Working data:
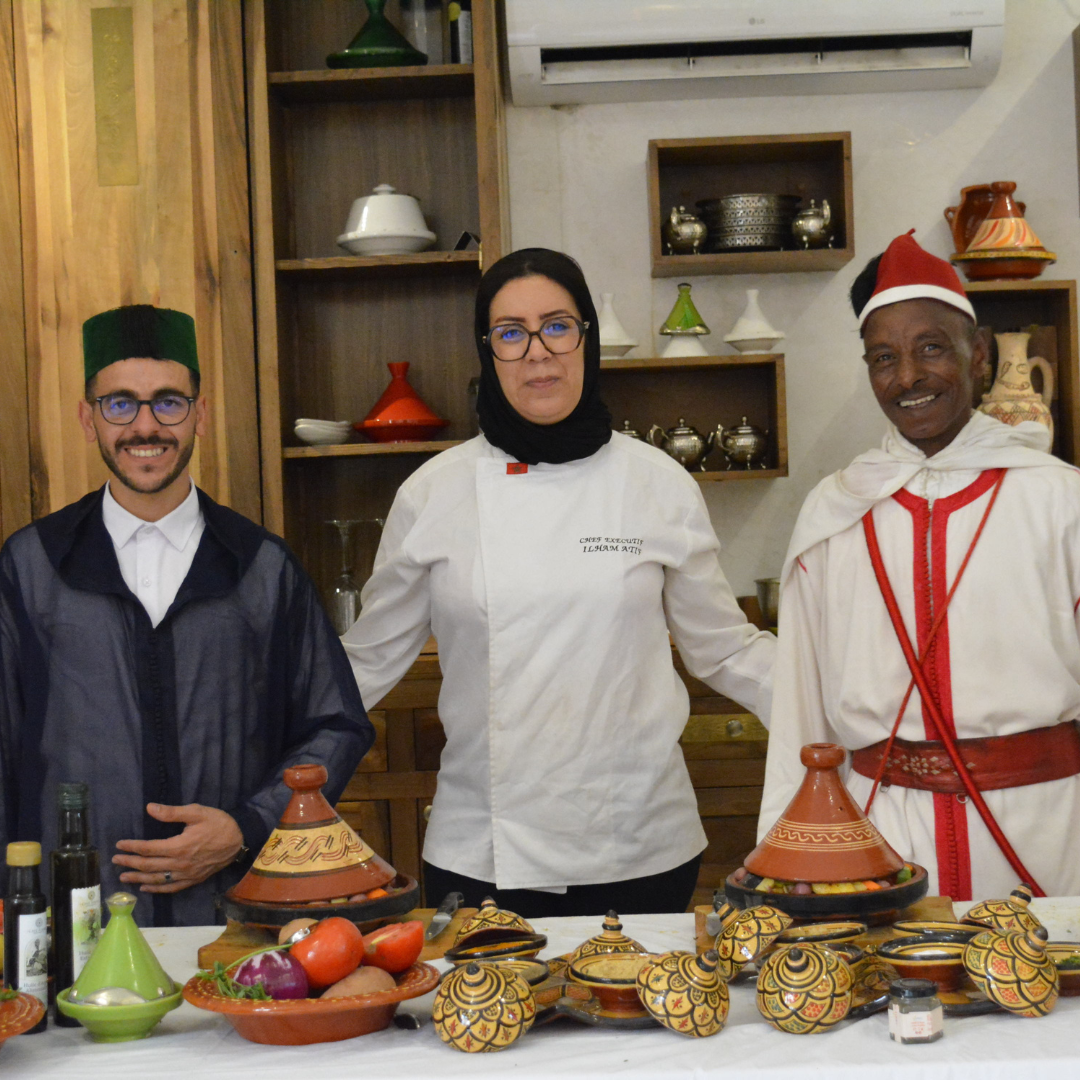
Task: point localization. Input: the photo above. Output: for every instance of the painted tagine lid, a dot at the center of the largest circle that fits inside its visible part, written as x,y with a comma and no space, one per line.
823,836
312,854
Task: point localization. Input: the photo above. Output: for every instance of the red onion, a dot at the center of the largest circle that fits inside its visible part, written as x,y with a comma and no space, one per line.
281,973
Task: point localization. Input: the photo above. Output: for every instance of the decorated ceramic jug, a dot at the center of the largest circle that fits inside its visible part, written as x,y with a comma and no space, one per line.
610,940
1004,915
481,1008
746,936
491,917
1014,970
804,989
1012,399
685,993
684,443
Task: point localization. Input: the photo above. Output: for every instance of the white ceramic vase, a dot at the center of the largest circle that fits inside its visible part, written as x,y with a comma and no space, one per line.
752,332
615,340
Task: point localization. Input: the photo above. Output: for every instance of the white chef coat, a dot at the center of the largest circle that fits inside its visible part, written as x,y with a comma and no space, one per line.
154,556
551,593
1008,652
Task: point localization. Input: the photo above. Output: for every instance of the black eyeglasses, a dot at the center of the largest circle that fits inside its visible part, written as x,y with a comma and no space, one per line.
558,334
167,409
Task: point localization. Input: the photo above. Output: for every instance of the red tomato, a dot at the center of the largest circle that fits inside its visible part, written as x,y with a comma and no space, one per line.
333,949
395,947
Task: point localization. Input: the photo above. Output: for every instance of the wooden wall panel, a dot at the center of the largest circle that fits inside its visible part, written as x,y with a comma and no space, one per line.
178,238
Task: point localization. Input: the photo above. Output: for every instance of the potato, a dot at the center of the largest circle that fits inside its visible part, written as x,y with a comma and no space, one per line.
291,928
362,981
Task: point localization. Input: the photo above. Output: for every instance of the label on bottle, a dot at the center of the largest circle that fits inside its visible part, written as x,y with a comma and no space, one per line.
85,926
32,974
915,1026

Required task: Repeat, character for character, the lines from the one that holds "of the decorated" to the final line of the material, inclusive, and no other lines.

Problem solution:
Task: point localization. Input: the photo above. Output: for every instance of the decorated ceramic jug, a dot at the center of the largest circle that fits inside its visible part, written as x,y with a comma and no space, one per line.
610,940
1004,915
481,1008
746,936
491,917
1014,970
804,989
1012,399
685,993
684,443
Task: point localization. Input: the photo above. Output: for every instance of the white ceramic vase, a dot at the center of the largest circle that fits inside its visible part, written as x,y with a comma and no space, one per line.
752,332
615,340
Task: point localization. Input: the photo above. Output: for every instance of the white chef coat, a dot at the center of the largest circle that fits inside its visible part, written as x,y with a comma and no space, one per line.
154,556
551,593
1008,652
Task: point localization. Input: the photo above. Output: for every instance of the black eyeglasses, a dot at the center of the largest circle that fits inside its visible part, written as x,y with a comma and no space, one per line.
558,334
167,409
Task: point localization. Input: the photo above. Output: for every instance of the red tomato, a dot at the center of the largest circle that fits inside its visible part, written as x,y with a comma and no space, one per line.
333,949
395,947
Task: point localization. Input: the photo above. Output: for every instance of the wooden wall panel, a dot at the center of the largest circle that fits inside its visible part, written as x,y with a comma and no space, one per line.
178,238
Task: point localization. Input: the photo above. Output: for every instance of the potato, a dot at the center of the largest circle that fits inside its visible part, written as x,y with a comma and no space, one per line.
291,928
362,981
Task: point localization. Input: the photo above. Output: for every instance of the label on bottle, a dot at the center of the largest circle that fits inside its visible part, written as x,y with a comma and no space, one per line.
85,926
32,974
915,1026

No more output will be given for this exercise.